Render every line of the records below as a numbered list, omitting any blank lines.

(Point annotation records)
★ ★ ★

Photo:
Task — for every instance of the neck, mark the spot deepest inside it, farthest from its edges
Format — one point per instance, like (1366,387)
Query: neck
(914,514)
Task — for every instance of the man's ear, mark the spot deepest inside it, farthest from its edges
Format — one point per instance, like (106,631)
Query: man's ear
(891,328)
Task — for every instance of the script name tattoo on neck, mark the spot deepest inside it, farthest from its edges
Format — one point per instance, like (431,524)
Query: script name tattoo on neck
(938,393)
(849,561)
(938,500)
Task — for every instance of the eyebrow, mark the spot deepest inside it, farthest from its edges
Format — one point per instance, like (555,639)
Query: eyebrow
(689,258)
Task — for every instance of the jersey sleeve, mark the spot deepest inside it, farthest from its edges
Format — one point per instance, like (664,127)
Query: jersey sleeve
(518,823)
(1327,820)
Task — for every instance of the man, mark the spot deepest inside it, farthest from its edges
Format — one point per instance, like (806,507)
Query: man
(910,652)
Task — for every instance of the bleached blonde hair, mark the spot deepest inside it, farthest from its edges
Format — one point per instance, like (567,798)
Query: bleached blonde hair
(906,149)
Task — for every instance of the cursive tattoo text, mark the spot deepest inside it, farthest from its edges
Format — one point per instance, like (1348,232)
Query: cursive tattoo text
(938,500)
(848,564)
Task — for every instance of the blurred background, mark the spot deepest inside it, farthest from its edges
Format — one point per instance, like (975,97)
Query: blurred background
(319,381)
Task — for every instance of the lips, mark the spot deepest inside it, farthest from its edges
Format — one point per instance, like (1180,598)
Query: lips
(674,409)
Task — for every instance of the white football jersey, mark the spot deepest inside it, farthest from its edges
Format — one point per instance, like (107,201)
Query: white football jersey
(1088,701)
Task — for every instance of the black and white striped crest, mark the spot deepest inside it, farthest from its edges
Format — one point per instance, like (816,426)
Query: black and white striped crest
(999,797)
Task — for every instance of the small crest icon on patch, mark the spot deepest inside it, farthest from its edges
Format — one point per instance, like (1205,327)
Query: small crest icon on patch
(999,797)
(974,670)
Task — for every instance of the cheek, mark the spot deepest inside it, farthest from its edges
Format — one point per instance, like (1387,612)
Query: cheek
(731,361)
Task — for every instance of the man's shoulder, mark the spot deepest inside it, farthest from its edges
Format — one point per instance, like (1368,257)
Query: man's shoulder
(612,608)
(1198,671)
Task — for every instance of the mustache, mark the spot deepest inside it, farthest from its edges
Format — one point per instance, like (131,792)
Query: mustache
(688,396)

★ ★ ★

(Final result):
1. Photo:
2. Task — for every instance of the neck, mark the spot deepest inside it, farthest from its edges
3. Format — one point per instance, like (1366,387)
4. Query: neck
5. (914,514)
6. Task — for every instance of the man's ear, mark the spot deepest inside it, farthest from its edges
7. Format — one point per instance, like (106,631)
8. Query: man's ear
9. (891,328)
10. Task — for every instance of the script name tattoo on neck, mark the spot deepest inside it, farthest from its edges
11. Format — one point per instance, like (431,524)
12. Query: script name tattoo on neck
13. (938,393)
14. (849,561)
15. (938,500)
16. Task — for every instance of the eyebrow, mark the spot deepest inside it, farthest from its edges
17. Format — one point per instance, like (555,639)
18. Query: eyebrow
19. (689,258)
20. Task — for every instance of the jersey sleeve, mark the spot deepest inside it, farthest from its edges
21. Format — one point per instance, like (664,127)
22. Query: jersey sleeve
23. (518,823)
24. (1327,820)
25. Task — for every instance of the man, mark the spot deepest inside it, farthest from its edges
26. Format — one point per instance, like (806,507)
27. Query: man
28. (910,652)
29. Task — for every instance of the bleached blonde hair, mark the spot deepest inside it, farthest from its edges
30. Format — one point per instance, like (567,798)
31. Query: bleached blonde hair
32. (906,149)
33. Task — for every instance of the cursive tattoo text, mark the spot deepest inside it, farthest from its edges
34. Format — one point per instance, like (1348,232)
35. Query: cursive tattoo text
36. (938,500)
37. (848,564)
38. Task — for every instance of the blurred background, mark the spot deepest inside it, farthest from its edges
39. Format — one point per instance, like (975,97)
40. Query: blurred background
41. (319,381)
42. Task — for every instance of the lips, mark the spot deepest inside it, farthest from its edges
43. Format — one point per instance, like (1180,598)
44. Query: lips
45. (674,409)
46. Task — for every instance of the white football jersey, mark the spot deepest inside it, farthest from its edges
47. Format — one point per instance, like (107,201)
48. Query: white football jersey
49. (1088,701)
50. Task — for every instance of the black and white striped crest, mark the spot deepest inside it, farthest from its edges
51. Format — one point per instance, like (816,426)
52. Query: black and white striped crest
53. (999,797)
54. Task — for every instance of the small crest icon on patch, mark the spot deepest inside it, farthest from its edges
55. Format — one point per instance, like (1205,327)
56. Query: small crest icon on patch
57. (999,797)
58. (974,670)
59. Task — for every instance of the cheek, mark the spot deepest inside it, farthest from its edges
60. Format — one point per instance, like (1387,612)
61. Query: cheek
62. (731,361)
63. Task — for every instance of the man's shoulder, mark the spot deepest inside it, farthest from its edges
64. Format — one point per instance, like (1368,257)
65. Query: man's shoulder
66. (612,608)
67. (1198,671)
68. Task — for every instance of the mustache, mark the spot deepest inside it, farthest from its edges
69. Format — one point per instance, like (131,792)
70. Query: mustache
71. (688,396)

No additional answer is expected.